● **Written exercise**: Count the lines in the records below that contain the word "tree". Give only the number.

● **Records for this task**:

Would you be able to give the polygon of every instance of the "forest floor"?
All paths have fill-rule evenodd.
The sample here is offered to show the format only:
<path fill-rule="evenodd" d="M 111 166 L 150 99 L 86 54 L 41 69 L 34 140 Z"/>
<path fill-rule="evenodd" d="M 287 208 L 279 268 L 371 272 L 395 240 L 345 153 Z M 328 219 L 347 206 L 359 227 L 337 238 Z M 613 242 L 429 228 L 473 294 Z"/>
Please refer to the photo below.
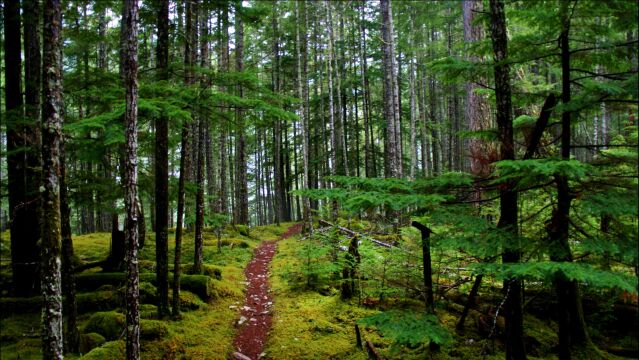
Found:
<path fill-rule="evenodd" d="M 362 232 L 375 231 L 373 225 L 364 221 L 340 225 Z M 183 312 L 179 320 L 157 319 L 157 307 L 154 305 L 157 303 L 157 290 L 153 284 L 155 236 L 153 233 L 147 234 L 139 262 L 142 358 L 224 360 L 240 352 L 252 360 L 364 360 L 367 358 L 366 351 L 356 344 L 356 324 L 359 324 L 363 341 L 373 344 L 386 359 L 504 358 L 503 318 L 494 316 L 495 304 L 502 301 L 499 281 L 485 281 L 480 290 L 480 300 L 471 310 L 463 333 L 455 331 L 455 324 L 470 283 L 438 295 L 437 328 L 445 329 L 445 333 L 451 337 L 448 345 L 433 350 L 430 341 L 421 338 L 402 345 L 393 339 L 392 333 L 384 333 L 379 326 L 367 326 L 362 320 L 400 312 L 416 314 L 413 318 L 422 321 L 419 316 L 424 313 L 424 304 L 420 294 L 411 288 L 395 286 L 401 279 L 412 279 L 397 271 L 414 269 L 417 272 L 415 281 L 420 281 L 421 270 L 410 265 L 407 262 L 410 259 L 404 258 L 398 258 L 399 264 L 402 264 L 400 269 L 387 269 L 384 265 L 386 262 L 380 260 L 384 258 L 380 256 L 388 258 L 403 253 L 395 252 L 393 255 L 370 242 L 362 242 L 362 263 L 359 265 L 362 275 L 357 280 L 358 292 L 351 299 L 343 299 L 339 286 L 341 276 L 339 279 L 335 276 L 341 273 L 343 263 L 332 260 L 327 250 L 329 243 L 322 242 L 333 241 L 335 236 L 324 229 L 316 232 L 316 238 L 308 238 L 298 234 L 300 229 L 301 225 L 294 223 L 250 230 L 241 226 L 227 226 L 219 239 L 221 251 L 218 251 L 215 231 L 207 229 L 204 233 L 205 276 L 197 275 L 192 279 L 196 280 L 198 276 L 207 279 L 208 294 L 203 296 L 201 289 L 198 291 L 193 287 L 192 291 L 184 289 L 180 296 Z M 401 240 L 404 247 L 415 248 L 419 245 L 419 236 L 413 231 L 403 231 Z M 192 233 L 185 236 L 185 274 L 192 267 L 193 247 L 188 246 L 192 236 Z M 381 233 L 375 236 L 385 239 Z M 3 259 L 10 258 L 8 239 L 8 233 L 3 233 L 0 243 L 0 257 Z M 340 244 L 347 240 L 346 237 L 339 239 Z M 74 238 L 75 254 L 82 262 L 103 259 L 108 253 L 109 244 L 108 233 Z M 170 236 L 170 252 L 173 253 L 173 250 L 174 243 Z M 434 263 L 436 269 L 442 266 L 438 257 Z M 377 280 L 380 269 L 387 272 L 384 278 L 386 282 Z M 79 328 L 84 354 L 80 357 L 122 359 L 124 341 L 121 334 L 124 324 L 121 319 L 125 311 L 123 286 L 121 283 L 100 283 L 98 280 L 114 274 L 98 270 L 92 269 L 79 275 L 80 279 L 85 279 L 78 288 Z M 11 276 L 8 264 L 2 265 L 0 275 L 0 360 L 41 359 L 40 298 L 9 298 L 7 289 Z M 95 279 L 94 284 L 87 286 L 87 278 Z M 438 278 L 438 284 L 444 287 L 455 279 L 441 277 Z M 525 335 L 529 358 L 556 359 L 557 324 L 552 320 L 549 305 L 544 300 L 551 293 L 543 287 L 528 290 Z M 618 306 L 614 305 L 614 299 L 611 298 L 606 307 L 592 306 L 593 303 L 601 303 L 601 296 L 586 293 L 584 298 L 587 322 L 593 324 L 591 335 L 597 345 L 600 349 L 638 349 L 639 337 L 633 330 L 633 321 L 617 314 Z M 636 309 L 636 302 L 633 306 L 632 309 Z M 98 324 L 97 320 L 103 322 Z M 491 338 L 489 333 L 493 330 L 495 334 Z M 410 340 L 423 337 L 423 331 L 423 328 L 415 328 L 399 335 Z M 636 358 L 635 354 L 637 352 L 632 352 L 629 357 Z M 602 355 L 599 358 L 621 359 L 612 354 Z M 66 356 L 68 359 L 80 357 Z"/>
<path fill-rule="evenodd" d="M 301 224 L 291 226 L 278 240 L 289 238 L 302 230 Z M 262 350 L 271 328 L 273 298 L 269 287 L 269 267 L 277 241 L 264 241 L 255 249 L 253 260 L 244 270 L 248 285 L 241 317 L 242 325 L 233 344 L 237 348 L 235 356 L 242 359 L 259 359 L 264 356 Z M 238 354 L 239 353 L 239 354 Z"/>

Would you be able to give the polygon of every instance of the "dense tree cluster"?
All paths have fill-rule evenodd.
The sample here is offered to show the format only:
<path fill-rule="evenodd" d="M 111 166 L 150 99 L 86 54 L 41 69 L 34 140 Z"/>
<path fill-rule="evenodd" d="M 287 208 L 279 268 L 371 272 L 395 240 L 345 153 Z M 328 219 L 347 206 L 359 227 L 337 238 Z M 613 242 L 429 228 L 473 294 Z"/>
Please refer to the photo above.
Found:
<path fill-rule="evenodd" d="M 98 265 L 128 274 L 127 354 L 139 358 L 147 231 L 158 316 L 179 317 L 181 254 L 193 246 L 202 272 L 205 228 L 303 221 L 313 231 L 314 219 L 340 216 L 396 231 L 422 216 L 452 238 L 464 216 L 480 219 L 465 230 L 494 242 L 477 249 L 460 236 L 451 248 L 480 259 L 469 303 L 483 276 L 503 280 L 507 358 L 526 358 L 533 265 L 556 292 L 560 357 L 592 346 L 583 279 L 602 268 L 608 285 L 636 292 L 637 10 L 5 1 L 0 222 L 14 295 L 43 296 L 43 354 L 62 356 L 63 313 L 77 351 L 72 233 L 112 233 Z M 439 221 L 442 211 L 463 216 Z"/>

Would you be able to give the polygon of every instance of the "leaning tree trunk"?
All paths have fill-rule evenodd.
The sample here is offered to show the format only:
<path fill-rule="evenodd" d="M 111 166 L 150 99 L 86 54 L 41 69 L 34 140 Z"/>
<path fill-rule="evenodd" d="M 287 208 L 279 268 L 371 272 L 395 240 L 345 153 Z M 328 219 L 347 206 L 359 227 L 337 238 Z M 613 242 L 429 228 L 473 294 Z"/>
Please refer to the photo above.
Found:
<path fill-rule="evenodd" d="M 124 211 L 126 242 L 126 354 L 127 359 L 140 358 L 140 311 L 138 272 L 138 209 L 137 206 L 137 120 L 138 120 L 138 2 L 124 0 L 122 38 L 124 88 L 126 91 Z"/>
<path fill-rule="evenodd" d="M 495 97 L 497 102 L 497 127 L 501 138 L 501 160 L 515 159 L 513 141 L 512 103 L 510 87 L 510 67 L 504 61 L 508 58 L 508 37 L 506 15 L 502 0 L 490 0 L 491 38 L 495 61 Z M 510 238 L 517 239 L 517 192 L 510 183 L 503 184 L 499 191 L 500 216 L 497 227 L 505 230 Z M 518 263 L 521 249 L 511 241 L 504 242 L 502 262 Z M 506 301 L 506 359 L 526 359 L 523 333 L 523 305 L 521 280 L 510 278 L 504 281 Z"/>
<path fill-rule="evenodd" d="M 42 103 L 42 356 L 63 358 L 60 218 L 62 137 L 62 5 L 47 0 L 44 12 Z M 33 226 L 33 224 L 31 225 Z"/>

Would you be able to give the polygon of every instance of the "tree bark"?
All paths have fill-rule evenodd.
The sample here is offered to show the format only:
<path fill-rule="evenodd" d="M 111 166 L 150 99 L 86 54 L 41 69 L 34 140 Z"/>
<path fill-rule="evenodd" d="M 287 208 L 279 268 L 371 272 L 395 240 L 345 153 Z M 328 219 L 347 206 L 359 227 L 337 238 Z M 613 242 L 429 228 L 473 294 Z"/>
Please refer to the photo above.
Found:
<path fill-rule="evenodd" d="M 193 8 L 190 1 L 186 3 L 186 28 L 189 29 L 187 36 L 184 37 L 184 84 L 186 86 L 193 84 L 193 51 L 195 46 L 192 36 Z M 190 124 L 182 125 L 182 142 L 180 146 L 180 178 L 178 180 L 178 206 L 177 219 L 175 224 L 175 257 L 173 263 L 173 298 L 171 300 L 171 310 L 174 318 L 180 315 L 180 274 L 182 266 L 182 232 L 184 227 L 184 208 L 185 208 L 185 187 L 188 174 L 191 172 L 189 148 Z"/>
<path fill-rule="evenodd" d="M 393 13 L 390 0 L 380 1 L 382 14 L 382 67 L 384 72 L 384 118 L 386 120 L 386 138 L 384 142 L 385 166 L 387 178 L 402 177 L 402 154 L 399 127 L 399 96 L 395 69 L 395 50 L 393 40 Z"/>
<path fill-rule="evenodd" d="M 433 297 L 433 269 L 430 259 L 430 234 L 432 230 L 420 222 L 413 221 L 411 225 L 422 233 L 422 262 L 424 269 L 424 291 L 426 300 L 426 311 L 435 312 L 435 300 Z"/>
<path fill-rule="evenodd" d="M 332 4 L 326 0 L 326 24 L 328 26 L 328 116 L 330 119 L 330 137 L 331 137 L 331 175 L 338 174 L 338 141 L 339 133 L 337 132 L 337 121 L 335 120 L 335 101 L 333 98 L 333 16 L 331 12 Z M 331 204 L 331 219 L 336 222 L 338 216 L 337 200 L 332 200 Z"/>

● **Result**: 3